Image point grounding data:
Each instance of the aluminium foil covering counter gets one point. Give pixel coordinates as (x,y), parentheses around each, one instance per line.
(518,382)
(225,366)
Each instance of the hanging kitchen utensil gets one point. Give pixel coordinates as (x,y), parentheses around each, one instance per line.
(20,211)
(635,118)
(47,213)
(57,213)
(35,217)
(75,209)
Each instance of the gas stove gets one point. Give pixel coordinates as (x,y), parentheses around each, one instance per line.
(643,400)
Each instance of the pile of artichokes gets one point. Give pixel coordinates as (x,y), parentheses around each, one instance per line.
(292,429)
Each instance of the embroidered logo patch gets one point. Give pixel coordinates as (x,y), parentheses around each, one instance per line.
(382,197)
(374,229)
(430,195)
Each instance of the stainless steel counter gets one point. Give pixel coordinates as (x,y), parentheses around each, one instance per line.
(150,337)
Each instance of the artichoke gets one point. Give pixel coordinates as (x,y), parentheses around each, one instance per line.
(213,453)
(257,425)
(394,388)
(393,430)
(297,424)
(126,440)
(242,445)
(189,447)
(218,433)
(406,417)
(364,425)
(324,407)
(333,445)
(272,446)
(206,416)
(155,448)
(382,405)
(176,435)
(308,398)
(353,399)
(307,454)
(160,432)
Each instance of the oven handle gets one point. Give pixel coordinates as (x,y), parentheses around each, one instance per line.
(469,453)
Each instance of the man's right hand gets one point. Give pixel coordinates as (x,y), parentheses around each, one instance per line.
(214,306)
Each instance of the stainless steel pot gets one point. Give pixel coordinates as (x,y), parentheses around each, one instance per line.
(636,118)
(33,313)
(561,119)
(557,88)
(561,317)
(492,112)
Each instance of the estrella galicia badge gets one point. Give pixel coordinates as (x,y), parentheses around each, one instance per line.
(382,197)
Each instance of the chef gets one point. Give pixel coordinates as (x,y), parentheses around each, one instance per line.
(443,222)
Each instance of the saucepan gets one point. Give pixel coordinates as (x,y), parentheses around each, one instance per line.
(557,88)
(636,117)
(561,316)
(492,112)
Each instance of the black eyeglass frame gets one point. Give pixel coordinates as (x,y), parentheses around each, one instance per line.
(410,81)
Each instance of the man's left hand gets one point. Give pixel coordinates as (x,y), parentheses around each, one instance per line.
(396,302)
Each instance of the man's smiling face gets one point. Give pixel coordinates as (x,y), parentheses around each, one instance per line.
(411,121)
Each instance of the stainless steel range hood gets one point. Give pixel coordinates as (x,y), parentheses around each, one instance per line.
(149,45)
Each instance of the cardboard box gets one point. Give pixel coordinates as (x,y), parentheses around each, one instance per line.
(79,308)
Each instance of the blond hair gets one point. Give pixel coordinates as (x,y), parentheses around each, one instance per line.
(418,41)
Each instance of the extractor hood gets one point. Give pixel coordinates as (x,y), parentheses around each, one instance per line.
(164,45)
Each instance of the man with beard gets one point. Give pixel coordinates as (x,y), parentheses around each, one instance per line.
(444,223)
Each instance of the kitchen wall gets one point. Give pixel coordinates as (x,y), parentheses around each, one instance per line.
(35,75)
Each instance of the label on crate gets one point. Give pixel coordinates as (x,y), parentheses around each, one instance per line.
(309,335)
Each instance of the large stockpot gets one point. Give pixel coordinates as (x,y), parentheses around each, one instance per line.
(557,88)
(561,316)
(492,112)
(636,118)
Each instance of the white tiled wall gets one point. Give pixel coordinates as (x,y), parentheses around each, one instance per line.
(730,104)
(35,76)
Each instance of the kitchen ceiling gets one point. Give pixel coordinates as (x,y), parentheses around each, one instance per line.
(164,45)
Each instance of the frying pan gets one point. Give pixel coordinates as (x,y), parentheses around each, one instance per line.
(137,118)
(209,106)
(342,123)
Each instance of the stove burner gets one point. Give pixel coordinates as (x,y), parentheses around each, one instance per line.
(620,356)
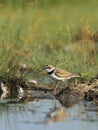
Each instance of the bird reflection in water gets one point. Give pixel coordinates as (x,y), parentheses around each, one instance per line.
(57,114)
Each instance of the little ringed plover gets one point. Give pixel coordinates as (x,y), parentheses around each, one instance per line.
(59,74)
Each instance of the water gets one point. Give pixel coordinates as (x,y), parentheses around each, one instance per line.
(46,114)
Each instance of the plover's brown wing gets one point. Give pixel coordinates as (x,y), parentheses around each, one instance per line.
(62,73)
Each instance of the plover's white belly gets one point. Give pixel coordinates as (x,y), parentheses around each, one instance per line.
(56,78)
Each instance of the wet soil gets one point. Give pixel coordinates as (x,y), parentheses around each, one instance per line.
(67,95)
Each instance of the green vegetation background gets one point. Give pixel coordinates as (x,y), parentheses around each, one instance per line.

:: PROBLEM TO SOLVE ::
Precisely the line with "Each instance of the plover's white" and the lines after it, up to the last line of the entries above, are to be reproduced, and nothing more.

:: RESPONSE AREA ::
Each instance of the plover's white belly gets one point. Give pixel coordinates as (x,y), parentheses around each, one instance per line.
(56,78)
Each instance of the wet soil gets one point. Give pixel coordinates as (x,y), parentheses around each, one instance per line.
(67,95)
Each instance of the green vegetation background gets one point. Give pixel coordinates as (x,y), parentheses around each, one instance per line.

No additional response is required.